### TEXT:
☆ ☆ ☆ ☆

There is already discrimination against age for being too young in the work place for safety and liability reasons; why should there not be the same checks in place for old age? If a person is too old to walk without assistance, why should a company be forced to hire them as a stock boy, a job that they cannot hope to perform? While I feel there should be more discrimination against physical fitness and what the person can perform on the job, an age cap is a good place to start as long as it is set high enough.
A child cannot drive until age 16, and they cannot drive unsupervised until age 18. It is illegal in most states to own a gun until age 21. Why? Because they are not fully competent until that age arrives. After age 60, pilots cannot fly commercial jets in most countries. After age 70, most nations put limits on the right to drive or practice medicine. Why? Because at this age, the mental acuity declines and their abilities also decline. When one says, "ban age discrimination in the workplace", we ignore the proficiency that age (or lack of) brings. Shall we say that 16-year-olds shall now be allowed to drive tractor trailers, because they are legal working age, regardless of maturity? Shall we now ban the removal of 80 year old doctors because of a misguided prevention of age discrimination, and then hope they perform the surgery right? Age discrimination is so closely tied to ability to work that it cannot be outlawed for the public's own safety.
Business should be allowed to discriminate against older employees based solely on age for a variety of reason. For one, older people tend to be less productive. Most older people would rather rely on experience as opposed to technology in order to do their jobs because they are too stubborn to change their ways. Also, older people are more than likely about to retire and it costs businesses money to recruit new help.
Where I work we have this lady who is 73, she makes a lot of mistakes and at times acts as if she's the boss and has no more power than any other workers, when I started working where I work now almost 4 years ago she created a lot of problems for me and even went as far as lying about an incident that she started up with me and she talked about me behind my back without me there to defend myself and itr got to the point every time she would report back to work the ED would talk to her and the latest we had a death and she failed to inform the Business Manager and the ED and everyone in our Department herd about by emails. If you make a mistake, she's all over you and if she makes a mistake she doesn't want to hear it. I believe there should be a cut off age limit!
Any individual who acquires property legally, through their own labor, mutual exchange, or voluntary gift, has arbitrary and unaccountable power over that property. If I want to burn $1000 dollars of my own money, that should be legal. If I want to give out free bus rides on the bus I own, that is my right. If I want to exclude free bus rides to any person who isn't black, that is my right. If I want to exclude employment to drive those buses to any person who isn't white, that is my right. In fact, if I want to charge $5 a bus ticket to one man, and $1 per bus ticket for the man next to him, with no explanation given, that is my right.
People age at different rates. While abilities tend to decrease as we get older, there are often many older people that can outperform their younger counterparts. This can be due to experience, or simply better physical condition. Simply put, overall ability to perform the tasks required is more important than the age of a given individual.

☆ ☆ ☆ ☆

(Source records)
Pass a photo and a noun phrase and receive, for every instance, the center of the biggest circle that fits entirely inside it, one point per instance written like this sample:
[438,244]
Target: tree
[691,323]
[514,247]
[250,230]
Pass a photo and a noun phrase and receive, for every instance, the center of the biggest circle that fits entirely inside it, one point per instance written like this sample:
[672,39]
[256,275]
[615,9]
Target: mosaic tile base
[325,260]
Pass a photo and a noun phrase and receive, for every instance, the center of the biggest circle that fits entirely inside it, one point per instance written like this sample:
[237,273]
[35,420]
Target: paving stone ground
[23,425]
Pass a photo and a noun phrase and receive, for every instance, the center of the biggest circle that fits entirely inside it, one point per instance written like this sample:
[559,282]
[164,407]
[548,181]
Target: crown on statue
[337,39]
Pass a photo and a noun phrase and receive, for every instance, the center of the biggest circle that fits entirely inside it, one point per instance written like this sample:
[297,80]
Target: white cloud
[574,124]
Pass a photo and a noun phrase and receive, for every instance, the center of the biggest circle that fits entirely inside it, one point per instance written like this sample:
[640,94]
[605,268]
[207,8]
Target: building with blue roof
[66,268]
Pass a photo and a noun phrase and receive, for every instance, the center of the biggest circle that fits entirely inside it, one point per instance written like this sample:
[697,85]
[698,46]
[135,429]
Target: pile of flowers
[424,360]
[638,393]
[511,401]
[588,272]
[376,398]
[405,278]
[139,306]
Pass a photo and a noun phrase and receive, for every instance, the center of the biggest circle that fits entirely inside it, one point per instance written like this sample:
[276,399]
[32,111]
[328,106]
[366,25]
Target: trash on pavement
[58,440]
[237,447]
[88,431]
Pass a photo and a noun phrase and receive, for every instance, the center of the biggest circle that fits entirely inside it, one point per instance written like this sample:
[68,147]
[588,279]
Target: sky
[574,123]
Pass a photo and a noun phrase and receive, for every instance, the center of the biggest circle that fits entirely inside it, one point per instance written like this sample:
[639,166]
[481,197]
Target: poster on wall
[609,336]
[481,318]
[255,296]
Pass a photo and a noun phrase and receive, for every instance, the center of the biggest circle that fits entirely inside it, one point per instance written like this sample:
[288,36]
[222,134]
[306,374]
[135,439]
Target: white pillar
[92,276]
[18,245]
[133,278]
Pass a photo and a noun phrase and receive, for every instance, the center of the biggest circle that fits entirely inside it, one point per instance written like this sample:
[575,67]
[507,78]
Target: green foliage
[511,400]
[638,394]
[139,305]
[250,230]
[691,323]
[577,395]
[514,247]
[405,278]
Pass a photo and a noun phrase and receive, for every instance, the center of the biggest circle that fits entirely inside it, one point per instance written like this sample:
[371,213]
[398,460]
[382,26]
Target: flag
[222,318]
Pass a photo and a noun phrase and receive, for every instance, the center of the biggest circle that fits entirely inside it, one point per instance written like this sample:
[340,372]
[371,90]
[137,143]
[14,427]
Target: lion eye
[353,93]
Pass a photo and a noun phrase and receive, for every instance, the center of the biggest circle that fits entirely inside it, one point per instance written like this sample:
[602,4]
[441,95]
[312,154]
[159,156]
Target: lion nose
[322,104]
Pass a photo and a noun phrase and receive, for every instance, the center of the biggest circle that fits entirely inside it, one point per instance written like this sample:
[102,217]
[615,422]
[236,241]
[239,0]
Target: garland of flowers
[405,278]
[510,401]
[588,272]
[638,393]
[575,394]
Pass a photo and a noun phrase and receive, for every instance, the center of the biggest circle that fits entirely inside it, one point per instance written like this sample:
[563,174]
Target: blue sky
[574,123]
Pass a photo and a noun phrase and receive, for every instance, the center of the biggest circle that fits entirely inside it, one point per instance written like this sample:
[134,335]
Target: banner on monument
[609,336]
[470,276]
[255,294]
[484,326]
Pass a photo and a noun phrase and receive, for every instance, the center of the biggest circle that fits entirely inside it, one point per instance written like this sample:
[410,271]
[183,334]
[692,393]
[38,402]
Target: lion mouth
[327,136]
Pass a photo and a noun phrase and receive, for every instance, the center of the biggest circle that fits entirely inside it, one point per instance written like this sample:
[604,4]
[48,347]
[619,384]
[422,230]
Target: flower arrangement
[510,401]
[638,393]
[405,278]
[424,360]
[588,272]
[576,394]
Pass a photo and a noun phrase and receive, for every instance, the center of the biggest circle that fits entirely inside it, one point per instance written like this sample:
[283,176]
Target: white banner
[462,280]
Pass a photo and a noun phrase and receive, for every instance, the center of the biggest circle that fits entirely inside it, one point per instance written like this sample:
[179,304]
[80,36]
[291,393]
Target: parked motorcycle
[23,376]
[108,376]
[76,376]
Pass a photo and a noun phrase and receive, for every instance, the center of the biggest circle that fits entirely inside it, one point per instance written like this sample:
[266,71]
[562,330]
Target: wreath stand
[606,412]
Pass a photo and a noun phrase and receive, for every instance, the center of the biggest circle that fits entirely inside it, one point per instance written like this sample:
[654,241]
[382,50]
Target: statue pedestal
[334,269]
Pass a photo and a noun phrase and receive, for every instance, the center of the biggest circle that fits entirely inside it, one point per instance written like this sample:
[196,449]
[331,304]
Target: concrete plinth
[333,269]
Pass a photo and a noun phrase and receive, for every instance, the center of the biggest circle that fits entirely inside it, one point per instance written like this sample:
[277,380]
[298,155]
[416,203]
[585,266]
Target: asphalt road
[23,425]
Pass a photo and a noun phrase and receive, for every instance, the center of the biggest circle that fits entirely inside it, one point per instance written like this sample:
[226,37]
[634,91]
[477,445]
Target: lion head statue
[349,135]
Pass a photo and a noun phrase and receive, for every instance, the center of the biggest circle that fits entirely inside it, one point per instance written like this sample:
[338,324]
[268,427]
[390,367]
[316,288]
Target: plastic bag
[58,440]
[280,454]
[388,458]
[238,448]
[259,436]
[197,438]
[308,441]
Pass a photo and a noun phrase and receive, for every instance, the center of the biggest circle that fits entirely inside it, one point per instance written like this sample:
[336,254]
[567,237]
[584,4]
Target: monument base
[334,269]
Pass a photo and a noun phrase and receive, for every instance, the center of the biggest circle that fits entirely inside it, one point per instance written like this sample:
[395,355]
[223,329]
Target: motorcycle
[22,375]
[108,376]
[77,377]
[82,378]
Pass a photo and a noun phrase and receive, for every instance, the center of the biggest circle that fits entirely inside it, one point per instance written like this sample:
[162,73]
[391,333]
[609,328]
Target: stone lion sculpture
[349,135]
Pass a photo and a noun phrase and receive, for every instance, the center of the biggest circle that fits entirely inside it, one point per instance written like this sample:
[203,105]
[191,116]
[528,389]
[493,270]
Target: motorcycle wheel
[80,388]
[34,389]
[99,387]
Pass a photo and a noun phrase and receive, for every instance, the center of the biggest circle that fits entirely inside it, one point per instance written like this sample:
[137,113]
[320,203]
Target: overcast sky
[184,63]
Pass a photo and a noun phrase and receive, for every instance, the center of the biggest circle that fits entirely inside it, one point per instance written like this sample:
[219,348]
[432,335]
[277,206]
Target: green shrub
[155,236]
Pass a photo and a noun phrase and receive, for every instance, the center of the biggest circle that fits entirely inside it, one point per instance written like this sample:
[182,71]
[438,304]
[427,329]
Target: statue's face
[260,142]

☆ ☆ ☆ ☆

### PROBLEM DETAILS:
Turn the paragraph of the age discrimination text that begins "Business should be allowed to discriminate" into a brief list that keeps its main points.

### TASK SOLUTION:
Businesses should be allowed to discriminate against older employees based solely on age, because:
- Older people tend to be less productive.
- Most older people would rather rely on experience than on technology, being too stubborn to change their ways.
- Older people are likely about to retire, and recruiting new help costs businesses money.